--- RECORDS ---

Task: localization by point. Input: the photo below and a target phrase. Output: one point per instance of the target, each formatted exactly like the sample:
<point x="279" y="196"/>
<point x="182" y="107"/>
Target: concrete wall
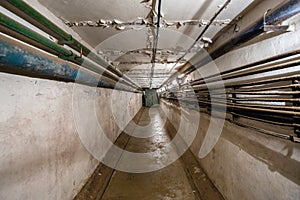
<point x="41" y="156"/>
<point x="245" y="164"/>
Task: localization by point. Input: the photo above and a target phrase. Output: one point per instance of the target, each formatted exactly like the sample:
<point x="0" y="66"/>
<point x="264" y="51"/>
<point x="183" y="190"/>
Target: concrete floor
<point x="182" y="179"/>
<point x="170" y="182"/>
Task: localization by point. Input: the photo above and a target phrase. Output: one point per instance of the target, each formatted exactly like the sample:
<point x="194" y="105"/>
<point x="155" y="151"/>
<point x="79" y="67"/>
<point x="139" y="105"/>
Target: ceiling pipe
<point x="19" y="31"/>
<point x="195" y="42"/>
<point x="26" y="12"/>
<point x="279" y="14"/>
<point x="19" y="59"/>
<point x="154" y="50"/>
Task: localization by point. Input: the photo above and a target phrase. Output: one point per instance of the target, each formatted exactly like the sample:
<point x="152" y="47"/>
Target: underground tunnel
<point x="150" y="99"/>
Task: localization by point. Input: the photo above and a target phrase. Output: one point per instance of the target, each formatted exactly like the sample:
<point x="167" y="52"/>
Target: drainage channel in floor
<point x="183" y="179"/>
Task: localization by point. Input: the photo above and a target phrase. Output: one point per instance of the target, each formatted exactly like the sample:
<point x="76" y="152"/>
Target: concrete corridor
<point x="171" y="182"/>
<point x="150" y="99"/>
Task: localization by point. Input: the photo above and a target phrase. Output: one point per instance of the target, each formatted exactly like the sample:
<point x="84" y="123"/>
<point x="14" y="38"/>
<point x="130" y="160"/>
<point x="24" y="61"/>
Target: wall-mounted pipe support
<point x="25" y="11"/>
<point x="16" y="58"/>
<point x="19" y="31"/>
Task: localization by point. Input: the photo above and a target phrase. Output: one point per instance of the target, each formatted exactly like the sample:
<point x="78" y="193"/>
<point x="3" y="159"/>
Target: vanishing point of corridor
<point x="149" y="99"/>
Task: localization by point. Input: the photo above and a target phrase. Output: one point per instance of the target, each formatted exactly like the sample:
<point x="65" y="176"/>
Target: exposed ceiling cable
<point x="200" y="37"/>
<point x="140" y="23"/>
<point x="154" y="49"/>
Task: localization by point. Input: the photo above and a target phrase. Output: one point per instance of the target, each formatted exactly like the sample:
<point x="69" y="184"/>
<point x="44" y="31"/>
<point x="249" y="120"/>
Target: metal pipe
<point x="260" y="62"/>
<point x="25" y="34"/>
<point x="280" y="13"/>
<point x="24" y="61"/>
<point x="154" y="49"/>
<point x="202" y="32"/>
<point x="31" y="15"/>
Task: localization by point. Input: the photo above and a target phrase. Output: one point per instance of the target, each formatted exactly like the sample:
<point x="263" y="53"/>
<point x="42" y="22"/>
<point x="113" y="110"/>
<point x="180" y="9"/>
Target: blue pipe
<point x="17" y="60"/>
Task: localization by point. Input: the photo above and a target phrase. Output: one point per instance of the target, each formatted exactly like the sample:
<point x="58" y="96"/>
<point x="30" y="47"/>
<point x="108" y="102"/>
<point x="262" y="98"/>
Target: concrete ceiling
<point x="131" y="49"/>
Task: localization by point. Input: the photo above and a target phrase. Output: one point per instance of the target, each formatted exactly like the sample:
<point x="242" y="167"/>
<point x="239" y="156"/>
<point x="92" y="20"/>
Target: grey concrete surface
<point x="170" y="182"/>
<point x="41" y="156"/>
<point x="245" y="164"/>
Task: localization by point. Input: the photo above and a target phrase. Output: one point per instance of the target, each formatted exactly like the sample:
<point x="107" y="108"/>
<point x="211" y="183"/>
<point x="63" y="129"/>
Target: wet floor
<point x="169" y="182"/>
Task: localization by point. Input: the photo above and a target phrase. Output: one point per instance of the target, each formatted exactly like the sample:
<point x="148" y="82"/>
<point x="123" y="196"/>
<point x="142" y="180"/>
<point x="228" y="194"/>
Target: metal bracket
<point x="274" y="28"/>
<point x="68" y="41"/>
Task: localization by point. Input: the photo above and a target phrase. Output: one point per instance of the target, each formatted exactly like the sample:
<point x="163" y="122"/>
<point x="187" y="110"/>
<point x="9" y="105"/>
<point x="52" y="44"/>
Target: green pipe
<point x="19" y="28"/>
<point x="44" y="24"/>
<point x="63" y="53"/>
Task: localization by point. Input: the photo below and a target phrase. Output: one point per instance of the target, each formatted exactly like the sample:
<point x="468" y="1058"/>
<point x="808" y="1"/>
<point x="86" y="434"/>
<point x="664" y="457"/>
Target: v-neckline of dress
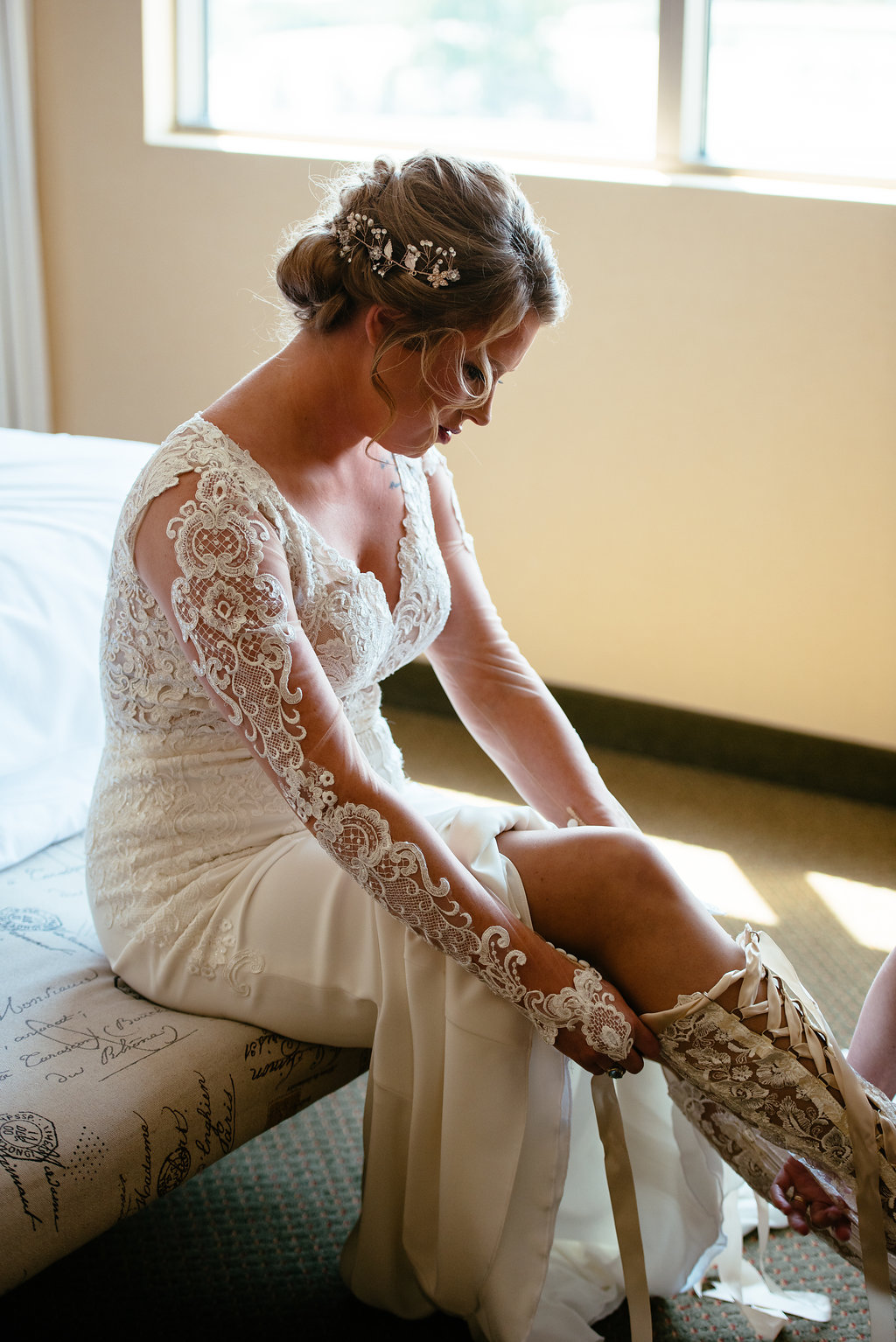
<point x="342" y="558"/>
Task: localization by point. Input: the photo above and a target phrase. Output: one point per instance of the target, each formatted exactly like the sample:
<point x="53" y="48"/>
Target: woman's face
<point x="410" y="430"/>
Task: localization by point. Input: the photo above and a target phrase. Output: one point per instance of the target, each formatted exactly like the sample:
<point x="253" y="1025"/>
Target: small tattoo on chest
<point x="389" y="463"/>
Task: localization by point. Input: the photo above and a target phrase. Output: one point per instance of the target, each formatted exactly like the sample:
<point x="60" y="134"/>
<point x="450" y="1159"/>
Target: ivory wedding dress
<point x="212" y="895"/>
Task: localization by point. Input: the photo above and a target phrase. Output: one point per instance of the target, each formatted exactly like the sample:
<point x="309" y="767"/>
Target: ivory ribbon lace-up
<point x="836" y="1122"/>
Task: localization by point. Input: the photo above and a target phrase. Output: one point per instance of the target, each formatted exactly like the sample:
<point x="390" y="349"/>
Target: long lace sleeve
<point x="498" y="695"/>
<point x="219" y="572"/>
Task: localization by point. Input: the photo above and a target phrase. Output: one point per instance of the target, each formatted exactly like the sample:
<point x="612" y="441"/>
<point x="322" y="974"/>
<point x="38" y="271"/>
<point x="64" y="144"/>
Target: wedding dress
<point x="262" y="877"/>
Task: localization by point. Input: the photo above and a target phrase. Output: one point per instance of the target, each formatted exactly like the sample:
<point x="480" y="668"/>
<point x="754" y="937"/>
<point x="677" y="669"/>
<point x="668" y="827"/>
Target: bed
<point x="106" y="1101"/>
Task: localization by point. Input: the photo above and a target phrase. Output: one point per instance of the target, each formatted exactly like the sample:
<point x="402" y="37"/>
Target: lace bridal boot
<point x="782" y="1085"/>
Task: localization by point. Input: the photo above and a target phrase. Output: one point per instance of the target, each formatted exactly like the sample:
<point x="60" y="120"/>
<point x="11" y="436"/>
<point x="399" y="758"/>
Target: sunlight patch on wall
<point x="868" y="912"/>
<point x="717" y="881"/>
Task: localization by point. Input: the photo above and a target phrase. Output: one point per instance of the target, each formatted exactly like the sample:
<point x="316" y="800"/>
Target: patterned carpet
<point x="254" y="1241"/>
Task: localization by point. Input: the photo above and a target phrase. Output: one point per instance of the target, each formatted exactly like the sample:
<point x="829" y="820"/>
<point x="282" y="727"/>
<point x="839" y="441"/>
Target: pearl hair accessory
<point x="427" y="262"/>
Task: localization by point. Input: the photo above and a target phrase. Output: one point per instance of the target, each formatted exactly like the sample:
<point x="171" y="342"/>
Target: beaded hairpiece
<point x="427" y="262"/>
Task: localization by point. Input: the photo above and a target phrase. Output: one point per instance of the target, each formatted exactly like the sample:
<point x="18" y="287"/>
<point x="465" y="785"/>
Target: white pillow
<point x="60" y="502"/>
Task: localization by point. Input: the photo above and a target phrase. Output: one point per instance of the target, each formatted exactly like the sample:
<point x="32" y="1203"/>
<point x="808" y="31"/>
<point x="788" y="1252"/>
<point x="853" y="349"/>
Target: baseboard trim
<point x="680" y="736"/>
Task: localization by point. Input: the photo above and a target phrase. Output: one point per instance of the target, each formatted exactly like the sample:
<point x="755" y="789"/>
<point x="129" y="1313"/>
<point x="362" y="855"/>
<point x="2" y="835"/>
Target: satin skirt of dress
<point x="471" y="1120"/>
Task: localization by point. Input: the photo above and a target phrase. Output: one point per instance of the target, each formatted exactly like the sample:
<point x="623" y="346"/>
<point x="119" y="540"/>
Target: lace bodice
<point x="256" y="623"/>
<point x="150" y="688"/>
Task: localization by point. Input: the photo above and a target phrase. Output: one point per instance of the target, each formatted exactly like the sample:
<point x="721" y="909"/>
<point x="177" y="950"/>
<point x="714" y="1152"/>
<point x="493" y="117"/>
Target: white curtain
<point x="24" y="392"/>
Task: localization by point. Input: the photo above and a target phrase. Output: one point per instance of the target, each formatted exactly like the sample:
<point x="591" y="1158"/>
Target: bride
<point x="256" y="852"/>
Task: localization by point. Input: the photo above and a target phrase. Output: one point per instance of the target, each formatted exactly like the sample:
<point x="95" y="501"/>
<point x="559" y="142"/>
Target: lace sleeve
<point x="221" y="577"/>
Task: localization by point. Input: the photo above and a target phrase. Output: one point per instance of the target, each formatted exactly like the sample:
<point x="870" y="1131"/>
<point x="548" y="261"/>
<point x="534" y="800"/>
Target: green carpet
<point x="254" y="1241"/>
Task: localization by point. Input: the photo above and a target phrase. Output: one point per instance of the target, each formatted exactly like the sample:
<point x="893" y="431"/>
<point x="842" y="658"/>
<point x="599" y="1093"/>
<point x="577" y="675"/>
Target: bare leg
<point x="611" y="897"/>
<point x="873" y="1048"/>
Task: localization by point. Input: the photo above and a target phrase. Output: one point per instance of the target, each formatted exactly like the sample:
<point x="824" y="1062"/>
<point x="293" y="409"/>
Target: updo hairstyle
<point x="503" y="256"/>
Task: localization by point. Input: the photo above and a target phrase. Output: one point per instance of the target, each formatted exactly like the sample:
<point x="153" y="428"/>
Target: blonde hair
<point x="505" y="259"/>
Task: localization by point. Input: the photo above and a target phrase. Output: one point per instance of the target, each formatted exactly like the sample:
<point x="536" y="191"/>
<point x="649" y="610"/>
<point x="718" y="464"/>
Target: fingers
<point x="807" y="1204"/>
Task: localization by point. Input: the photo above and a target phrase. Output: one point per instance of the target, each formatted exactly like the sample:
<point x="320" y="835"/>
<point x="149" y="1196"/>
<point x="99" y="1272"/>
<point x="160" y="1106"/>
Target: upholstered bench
<point x="106" y="1101"/>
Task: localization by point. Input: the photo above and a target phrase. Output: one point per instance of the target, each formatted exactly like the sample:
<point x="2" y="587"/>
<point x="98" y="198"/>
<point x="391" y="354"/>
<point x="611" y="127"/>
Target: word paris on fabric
<point x="428" y="262"/>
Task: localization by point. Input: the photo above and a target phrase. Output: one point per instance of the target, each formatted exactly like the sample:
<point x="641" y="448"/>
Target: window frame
<point x="178" y="108"/>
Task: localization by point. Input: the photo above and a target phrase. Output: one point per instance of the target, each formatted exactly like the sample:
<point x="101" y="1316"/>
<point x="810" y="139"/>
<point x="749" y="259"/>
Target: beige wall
<point x="689" y="493"/>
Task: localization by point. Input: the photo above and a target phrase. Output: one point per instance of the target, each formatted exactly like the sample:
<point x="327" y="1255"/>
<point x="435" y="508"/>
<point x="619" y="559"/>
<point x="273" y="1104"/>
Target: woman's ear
<point x="379" y="322"/>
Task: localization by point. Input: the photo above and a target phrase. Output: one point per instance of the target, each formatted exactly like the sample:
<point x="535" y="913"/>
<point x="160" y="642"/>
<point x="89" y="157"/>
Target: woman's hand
<point x="807" y="1204"/>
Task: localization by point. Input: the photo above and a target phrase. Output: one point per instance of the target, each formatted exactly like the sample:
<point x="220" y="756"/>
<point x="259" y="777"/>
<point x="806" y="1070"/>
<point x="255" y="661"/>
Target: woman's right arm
<point x="219" y="572"/>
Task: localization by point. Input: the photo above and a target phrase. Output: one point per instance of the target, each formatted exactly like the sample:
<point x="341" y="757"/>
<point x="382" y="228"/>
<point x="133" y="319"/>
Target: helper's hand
<point x="807" y="1204"/>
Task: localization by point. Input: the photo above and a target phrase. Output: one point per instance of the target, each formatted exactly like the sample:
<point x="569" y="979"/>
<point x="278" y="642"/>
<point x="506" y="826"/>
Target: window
<point x="774" y="86"/>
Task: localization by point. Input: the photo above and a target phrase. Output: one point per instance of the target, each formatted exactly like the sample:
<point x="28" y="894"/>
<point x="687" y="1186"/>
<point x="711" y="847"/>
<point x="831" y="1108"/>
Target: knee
<point x="639" y="870"/>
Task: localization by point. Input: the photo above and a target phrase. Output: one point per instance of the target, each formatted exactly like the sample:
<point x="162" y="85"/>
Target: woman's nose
<point x="480" y="414"/>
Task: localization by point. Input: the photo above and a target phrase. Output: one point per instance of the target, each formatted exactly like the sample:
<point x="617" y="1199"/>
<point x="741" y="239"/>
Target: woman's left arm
<point x="500" y="699"/>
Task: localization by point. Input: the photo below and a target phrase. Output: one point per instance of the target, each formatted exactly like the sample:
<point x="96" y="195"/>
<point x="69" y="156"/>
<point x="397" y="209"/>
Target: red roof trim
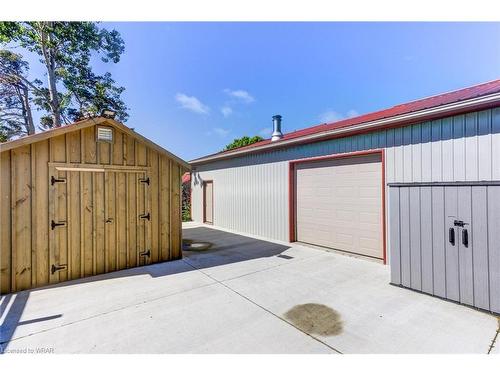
<point x="468" y="93"/>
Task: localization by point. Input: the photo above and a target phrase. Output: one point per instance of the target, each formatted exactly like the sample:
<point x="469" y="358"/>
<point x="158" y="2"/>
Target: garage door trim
<point x="292" y="189"/>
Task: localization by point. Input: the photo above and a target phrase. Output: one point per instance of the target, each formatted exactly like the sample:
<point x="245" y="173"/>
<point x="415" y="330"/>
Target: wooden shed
<point x="86" y="199"/>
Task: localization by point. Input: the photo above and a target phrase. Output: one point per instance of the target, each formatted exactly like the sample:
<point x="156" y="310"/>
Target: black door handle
<point x="451" y="236"/>
<point x="465" y="237"/>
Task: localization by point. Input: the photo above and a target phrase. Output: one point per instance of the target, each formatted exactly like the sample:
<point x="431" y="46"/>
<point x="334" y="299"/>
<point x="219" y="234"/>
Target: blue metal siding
<point x="251" y="192"/>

---

_TASK INSTRUCTIONS_.
From the listing above, gather every line that contains the string "ceiling", matching case exactly.

_ANSWER IN FULL_.
Target: ceiling pipe
Target: exposed ceiling cable
Target: concrete ceiling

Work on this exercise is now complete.